_Written request a:_ From the mailing-list reply on jump label patching below, list every distinct function name that is written with a trailing pair of parentheses.

Re: [RFC PATCH 2/6] jump label v3 - x86: Introduce generic jumppatching without stop_machine

From: Paul E. McKenney
Date: Wed Nov 18 2009 - 19:58:46 EST


On Wed, Nov 18, 2009 at 07:28:26PM -0500, Mathieu Desnoyers wrote:
> * Jason Baron (jbaron@xxxxxxxxxx) wrote:
> > Add text_poke_fixup() which takes a fixup address to where a processor
> > jumps if it hits the modifying address while code modifying.
> > text_poke_fixup() does following steps for this purpose.
> >
> > 1. Setup int3 handler for fixup.
> > 2. Put a breakpoint (int3) on the first byte of modifying region,
> > and synchronize code on all CPUs.
> > 3. Modify other bytes of modifying region, and synchronize code on all CPUs.
> > 4. Modify the first byte of modifying region, and synchronize code
> > on all CPUs.
> > 5. Clear int3 handler.
> >
>
> Hi Masami,
>
> I like the approach and the API is clean. I have intersped comments
> below.
>
> Ingo: I raise a question about text_mutex vs on_each_cpu hangs I
> experienced recently in the message below. Might be worth having a look,
> I suspect this might have caused the hangs Paul McKenney had with his
> past TREE RCU callback migration. I think he did take a mutex in the cpu
> hotplug callbacks and might have used IPIs within that same lock.

Hello, Mathieu,

By "mutex", do you mean "mutex_lock()"? If so, I don't do that from
within the CPU hotplug notifiers. I do spin_lock_irqsave().

People have been known to invoke synchronize_rcu() from CPU hotplug
notifiers, however -- and this does block. Is that what you are
getting at?

I do invoke smp_send_reschedule() with irqs disabled, which did arouse my
suspicions of late. But this seems to bypass the smp_call_function()
code that is most definitely illegal to invoke with irqs disabled,
so no smoking gun. All that aside, if invoking smp_send_reschedule()
with irqs disabled is in any way a bad idea, please let me know so I
can rearrange the code appropriately.

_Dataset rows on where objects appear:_
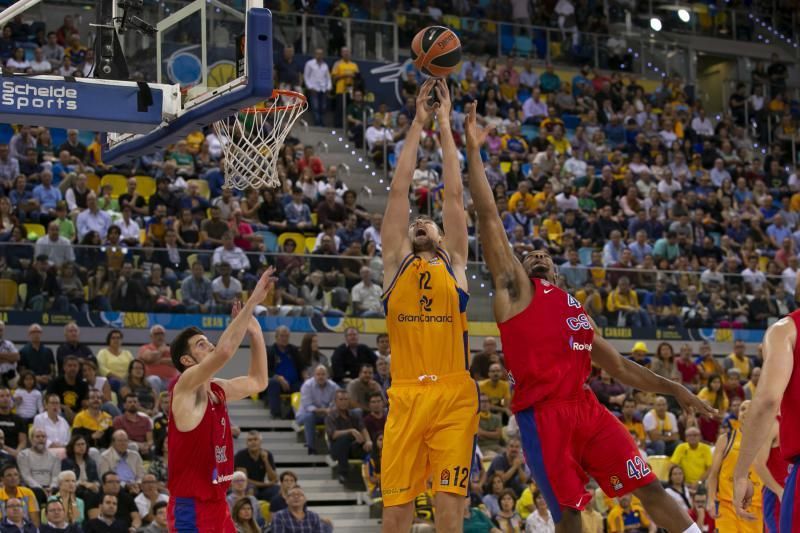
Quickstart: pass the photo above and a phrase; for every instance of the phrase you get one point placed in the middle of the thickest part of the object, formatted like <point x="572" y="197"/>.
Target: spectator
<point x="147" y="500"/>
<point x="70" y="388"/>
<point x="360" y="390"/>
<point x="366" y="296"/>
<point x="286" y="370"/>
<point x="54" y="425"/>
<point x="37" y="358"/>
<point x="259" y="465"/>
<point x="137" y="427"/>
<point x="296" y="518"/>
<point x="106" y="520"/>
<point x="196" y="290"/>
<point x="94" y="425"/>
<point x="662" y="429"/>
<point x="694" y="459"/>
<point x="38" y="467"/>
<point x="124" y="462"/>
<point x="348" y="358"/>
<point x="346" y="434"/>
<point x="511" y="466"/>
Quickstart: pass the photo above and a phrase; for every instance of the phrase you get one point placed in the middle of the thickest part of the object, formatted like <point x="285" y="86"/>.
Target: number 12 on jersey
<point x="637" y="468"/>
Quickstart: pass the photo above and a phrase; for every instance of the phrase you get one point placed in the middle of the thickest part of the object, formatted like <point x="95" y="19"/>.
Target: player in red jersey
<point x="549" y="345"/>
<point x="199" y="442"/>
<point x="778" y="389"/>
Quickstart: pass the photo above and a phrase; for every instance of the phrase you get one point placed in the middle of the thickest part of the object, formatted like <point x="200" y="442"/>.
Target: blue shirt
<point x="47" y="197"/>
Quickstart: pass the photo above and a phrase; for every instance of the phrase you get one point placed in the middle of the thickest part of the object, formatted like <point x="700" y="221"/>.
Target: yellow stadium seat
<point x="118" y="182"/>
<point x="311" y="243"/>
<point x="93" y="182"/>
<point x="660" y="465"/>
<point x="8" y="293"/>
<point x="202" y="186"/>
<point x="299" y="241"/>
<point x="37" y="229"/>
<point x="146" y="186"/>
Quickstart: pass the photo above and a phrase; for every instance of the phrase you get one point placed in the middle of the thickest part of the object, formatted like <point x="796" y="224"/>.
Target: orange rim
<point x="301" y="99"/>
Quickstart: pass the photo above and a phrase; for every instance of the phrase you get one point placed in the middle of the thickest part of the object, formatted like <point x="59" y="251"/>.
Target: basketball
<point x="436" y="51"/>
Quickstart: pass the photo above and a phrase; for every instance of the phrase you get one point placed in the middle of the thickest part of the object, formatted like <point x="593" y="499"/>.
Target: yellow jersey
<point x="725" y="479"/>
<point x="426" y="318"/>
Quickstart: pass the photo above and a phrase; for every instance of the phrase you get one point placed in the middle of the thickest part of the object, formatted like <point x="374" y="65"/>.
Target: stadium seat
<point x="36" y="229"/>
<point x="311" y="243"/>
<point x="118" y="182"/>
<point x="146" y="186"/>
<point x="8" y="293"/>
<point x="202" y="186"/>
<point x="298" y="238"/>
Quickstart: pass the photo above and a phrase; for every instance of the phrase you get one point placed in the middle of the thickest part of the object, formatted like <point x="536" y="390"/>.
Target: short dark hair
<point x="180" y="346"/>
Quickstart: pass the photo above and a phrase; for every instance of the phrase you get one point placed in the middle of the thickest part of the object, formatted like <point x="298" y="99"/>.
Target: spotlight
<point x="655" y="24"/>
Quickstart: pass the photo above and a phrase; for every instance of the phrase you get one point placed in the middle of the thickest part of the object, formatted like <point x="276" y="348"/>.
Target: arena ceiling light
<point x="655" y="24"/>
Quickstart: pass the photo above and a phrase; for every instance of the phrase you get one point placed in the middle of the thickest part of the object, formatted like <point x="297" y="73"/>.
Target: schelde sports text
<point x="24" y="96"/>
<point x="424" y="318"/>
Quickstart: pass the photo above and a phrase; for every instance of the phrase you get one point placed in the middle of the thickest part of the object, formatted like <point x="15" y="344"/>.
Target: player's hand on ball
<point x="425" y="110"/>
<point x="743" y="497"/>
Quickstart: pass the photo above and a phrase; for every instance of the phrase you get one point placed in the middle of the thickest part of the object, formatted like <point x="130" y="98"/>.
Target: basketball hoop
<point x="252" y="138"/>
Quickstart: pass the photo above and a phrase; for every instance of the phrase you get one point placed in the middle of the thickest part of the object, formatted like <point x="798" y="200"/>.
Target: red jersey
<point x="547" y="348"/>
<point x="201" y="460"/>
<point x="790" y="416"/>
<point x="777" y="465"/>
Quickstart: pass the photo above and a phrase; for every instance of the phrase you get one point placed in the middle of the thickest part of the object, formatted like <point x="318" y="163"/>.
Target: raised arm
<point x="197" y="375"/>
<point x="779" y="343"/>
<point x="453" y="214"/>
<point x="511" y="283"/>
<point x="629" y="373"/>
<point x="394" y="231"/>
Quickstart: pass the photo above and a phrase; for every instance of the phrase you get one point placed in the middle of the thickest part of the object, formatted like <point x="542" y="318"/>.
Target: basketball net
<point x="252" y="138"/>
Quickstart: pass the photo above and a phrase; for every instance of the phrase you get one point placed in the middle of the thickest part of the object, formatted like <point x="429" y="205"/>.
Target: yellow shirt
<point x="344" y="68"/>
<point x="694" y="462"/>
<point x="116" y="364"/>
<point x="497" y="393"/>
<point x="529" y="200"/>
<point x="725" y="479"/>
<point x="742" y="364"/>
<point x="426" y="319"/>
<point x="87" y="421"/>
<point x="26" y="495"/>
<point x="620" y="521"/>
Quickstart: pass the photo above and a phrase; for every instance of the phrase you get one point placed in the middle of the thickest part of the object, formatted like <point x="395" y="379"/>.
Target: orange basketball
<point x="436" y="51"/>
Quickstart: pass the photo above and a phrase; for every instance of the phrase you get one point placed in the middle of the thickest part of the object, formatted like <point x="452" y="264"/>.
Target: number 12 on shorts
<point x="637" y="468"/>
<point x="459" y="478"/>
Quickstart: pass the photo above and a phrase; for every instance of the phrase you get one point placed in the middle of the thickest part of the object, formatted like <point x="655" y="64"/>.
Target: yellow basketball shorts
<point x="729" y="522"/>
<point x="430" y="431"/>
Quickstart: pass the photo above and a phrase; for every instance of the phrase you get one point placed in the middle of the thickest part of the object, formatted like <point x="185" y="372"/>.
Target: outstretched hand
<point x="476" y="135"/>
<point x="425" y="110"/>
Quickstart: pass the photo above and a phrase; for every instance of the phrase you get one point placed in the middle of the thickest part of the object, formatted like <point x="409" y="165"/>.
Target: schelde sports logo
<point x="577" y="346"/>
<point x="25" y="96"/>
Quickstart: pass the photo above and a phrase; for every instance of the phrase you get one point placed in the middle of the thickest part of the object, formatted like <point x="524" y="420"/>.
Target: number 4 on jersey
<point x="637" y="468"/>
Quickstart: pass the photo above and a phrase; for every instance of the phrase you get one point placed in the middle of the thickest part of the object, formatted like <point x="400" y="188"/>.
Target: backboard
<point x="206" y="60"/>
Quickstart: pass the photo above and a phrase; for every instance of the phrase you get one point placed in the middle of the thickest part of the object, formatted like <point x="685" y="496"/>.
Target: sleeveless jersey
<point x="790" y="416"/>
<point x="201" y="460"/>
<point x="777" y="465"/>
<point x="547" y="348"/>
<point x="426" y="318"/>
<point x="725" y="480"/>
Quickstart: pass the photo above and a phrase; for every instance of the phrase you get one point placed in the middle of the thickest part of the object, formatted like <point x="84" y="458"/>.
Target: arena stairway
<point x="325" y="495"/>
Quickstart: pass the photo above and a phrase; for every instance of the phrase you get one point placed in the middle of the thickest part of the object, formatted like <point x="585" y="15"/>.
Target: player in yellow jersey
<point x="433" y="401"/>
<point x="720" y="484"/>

_Written request b:_ Count the lines of the records above that contain the string "shorts", treating uppercase and lowercase as different. Give only the number.

_Task output a:_
text_poke_fixup()
mutex_lock()
spin_lock_irqsave()
synchronize_rcu()
smp_send_reschedule()
smp_call_function()

_Task output b:_ 2